(Jobs):
- 1) From the forum thread on ads below, set down the stretch from "I recently got" through "support this forum.".
- 2) For each statement about the forum thread on ads below, answer yes or no and quote the words of the thread that decide it: (a) Misplaced Nebraskan reports seeing an average of 7-8 ads per page. (b) pc farmer says paid members still see a reduced number of ads. (c) chef jimmyj became a Premier Member on Day 2.
- 3) Continue the forum thread on ads below, starting after its final post.

== Text shown ==

# Forum Ads... (Ad free for Premier Members!)



## Misplaced Nebraskan (Jul 30, 2020)

I'll start off by saying I understand the need for Ads and their place in websites.   But at what point is enough enough?  I am seeing on average 7-8 Ads per page:  Top and Bottom Banner Ads, Side Bar Ads, Multiple Mid thread Ads, "scroll to continue reading" Ads, Pop up Ads.  The loading and reloading of ads causes shifting of the page multiple times as there are different sized Ads.  My page has shifted three times in typing just this far...  Mobile usage is even more frustrating.  The pop up ads take up a third of the page and the "x" to close them is offset and almost impossible to click without hitting the ad and being redirected:











Again, I'm not saying there should be no Ads as they have their place in keeping the site open.  Is there an Ad Reduction that comes with being a paying member?  How much of an Ad reduction is there?  Can the Ad size be locked to certain pixel blocks to prevent shifting of the page?

Thanks in advance and yes I understand the irony of me asking this when I consume a lot of server space with my albums.  I am just trying to figure out what appropriate level of Paying Member works best for me and if any of them Ad Free or at least much reduced.

If this is just the way it is, just tell me to go back outside, cook something, and take pictures and be happy.


----------



## pc farmer (Jul 30, 2020)

You will not see any ads being a paid member.


----------



## Misplaced Nebraskan (Jul 30, 2020)

pc farmer said:


> You will not see any ads being a paid member.




Thanks 

 pc farmer
 that is great news!  Is that for all levels?


----------



## smokin peachey (Jul 30, 2020)

Check this out.





						SMF Premier Membership
					

We are now offering SMF Premier Memberships for those who have asked for this! As always, the forum is absolutely FREE and there is no requirement or expectation, but when you "chip in" it is greatly appreciated.  This forum comes at a cost and we try to offset this with ads and some affiliate...




					www.smokingmeatforums.com


----------



## chef jimmyj (Jul 30, 2020)

Yep...Day 2, I became a Premier Member and turned off the Ads. Money well spent!...JJ


----------



## Misplaced Nebraskan (Jul 30, 2020)

Re-Upgraded.  For some reason on my upgrade page it doesn't list any "perks".  

Definitely happy to pitch in.


----------



## chopsaw (Jul 30, 2020)

I recently got logged out . I dont know how anyone deals with the ads . Money well spent for sure .


----------



## SmokinAl (Jul 30, 2020)

Not only are you eliminating the ads, but you are helping to support this forum.

===
== Recorded information ==

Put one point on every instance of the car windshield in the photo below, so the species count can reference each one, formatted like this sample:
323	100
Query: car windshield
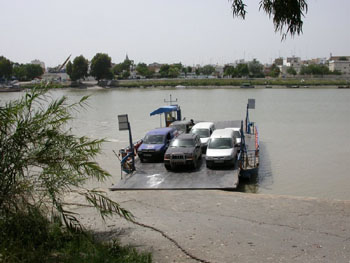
180	127
154	139
202	133
182	143
220	143
237	134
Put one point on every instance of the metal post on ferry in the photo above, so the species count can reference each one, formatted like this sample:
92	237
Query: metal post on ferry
123	126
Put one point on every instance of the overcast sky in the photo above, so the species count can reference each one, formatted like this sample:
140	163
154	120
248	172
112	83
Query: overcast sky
164	31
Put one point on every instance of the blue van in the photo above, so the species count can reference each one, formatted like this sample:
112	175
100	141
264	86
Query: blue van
155	144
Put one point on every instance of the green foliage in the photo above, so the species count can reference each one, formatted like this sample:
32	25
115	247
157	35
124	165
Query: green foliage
237	82
5	68
26	72
41	160
122	70
174	71
79	68
31	237
256	69
291	71
274	71
287	14
242	70
229	71
143	70
207	70
101	67
164	70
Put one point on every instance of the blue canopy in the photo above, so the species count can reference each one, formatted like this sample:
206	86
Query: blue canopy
164	109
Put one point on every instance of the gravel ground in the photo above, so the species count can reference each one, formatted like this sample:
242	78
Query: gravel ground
220	226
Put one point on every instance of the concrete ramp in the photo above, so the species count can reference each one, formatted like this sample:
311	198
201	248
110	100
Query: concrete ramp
153	176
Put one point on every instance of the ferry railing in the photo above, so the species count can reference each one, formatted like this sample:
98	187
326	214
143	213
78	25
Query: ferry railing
249	159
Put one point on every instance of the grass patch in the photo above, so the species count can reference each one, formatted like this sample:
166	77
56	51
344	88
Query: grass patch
31	237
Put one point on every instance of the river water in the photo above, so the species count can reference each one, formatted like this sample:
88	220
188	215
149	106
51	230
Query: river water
304	133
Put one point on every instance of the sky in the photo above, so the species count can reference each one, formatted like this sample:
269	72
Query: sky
164	31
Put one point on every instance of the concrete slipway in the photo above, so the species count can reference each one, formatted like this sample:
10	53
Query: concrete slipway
221	226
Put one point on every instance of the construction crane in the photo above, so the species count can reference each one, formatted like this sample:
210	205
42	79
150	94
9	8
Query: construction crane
60	67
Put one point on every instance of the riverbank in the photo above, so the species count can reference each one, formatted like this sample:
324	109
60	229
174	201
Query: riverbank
220	226
257	83
196	83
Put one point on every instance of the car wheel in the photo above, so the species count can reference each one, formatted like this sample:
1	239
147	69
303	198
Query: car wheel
208	165
195	164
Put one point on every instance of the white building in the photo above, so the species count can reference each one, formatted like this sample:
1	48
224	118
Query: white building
38	62
340	65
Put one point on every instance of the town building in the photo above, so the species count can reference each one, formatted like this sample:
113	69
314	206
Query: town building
342	66
38	62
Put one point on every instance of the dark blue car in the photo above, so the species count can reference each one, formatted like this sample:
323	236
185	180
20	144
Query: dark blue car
155	144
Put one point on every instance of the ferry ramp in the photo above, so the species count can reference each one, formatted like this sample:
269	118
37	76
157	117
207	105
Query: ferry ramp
153	176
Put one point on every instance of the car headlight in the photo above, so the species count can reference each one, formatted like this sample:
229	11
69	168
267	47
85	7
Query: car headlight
188	155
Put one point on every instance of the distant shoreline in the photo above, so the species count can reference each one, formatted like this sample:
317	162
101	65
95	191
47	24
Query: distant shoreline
198	83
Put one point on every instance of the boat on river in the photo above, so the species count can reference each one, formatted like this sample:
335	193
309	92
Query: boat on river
137	175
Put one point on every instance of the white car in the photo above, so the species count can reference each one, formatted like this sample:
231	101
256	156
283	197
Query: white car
221	150
204	131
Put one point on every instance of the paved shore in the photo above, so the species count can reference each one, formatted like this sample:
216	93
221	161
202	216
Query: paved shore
220	226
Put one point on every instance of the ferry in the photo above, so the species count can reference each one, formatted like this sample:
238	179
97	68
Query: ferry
150	175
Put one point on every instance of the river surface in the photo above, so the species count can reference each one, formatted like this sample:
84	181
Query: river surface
304	133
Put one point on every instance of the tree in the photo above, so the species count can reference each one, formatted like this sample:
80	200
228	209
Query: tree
284	13
164	70
101	67
291	71
174	71
242	70
5	68
229	71
79	68
256	69
207	70
274	71
143	70
41	161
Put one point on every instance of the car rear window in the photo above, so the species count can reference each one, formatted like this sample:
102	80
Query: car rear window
182	143
220	143
202	133
153	139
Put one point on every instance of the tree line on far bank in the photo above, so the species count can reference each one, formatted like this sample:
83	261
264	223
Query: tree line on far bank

===

(Results for the exercise):
- 1)
I recently got logged out . I dont know how anyone deals with the ads . Money well spent for sure .


----------



## SmokinAl (Jul 30, 2020)

Not only are you eliminating the ads, but you are helping to support this forum.

- 2)
(a) Yes: "I am seeing on average 7-8 Ads per page"
(b) No: "You will not see any ads being a paid member."
(c) Yes: "Day 2, I became a Premier Member and turned off the Ads."

- 3)
And the cost is quite small!
Al


----------



## Misplaced Nebraskan (Jul 30, 2020)

SmokinAl said:


> Not only are you eliminating the ads, but you are helping to support this forum.
> And the cost is quite small!
> Al



Absolutely.  As an avid abuser of photo media storage, I'm happy to pay in. This is one of the forums that has been in my life the longest.  Mostly lurked in the first many years... But always had this place bookmarked as a go-to for knowledge and ideas.

I'm re-upped though and happily scrolling again without interruption.


----------



## Misplaced Nebraskan (Jul 30, 2020)

chopsaw said:


> I recently got logged out . I dont know how anyone deals with the ads . Money well spent for sure .



That it is.  The costs are very reasonable here. Plus some amazing recipes ta boot!


----------



## chopsaw (Jul 30, 2020)

Misplaced Nebraskan said:


> That it is. The costs are very reasonable here. Plus some amazing recipes ta boot!


If you divide the number of things you learn on here , into the membership price . It gets cheap pretty fast .


----------



## Misplaced Nebraskan (Jul 30, 2020)

chopsaw said:


> If you divide the number of things you learn on here , into the membership price . It gets cheap pretty fast .


Pretty sure my photo storage allocation exceeds a few membership levels   .

had to go check... I'm "only" at 609.3 MB.  I am behind on posting though...


----------



## Buttah Butts (Jul 30, 2020)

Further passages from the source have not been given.